═════ RECORDS FOR THIS TASK

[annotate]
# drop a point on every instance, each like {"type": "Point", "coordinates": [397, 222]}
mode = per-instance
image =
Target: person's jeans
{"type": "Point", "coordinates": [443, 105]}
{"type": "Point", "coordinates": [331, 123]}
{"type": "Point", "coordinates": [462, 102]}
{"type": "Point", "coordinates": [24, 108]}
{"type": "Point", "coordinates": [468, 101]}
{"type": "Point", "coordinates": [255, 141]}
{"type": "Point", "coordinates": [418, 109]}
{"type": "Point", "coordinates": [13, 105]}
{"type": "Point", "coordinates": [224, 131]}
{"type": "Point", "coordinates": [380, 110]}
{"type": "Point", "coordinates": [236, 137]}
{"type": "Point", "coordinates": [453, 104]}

══════════

WHAT TO DO
Reproduce the material above with "jeans" changed to "trousers" and nothing else altered.

FINAL RESULT
[annotate]
# drop a point on every instance, each like {"type": "Point", "coordinates": [397, 222]}
mode = per-instance
image =
Target: person's trousers
{"type": "Point", "coordinates": [443, 105]}
{"type": "Point", "coordinates": [331, 123]}
{"type": "Point", "coordinates": [462, 102]}
{"type": "Point", "coordinates": [24, 108]}
{"type": "Point", "coordinates": [468, 101]}
{"type": "Point", "coordinates": [255, 141]}
{"type": "Point", "coordinates": [418, 109]}
{"type": "Point", "coordinates": [13, 105]}
{"type": "Point", "coordinates": [224, 131]}
{"type": "Point", "coordinates": [380, 110]}
{"type": "Point", "coordinates": [236, 137]}
{"type": "Point", "coordinates": [453, 104]}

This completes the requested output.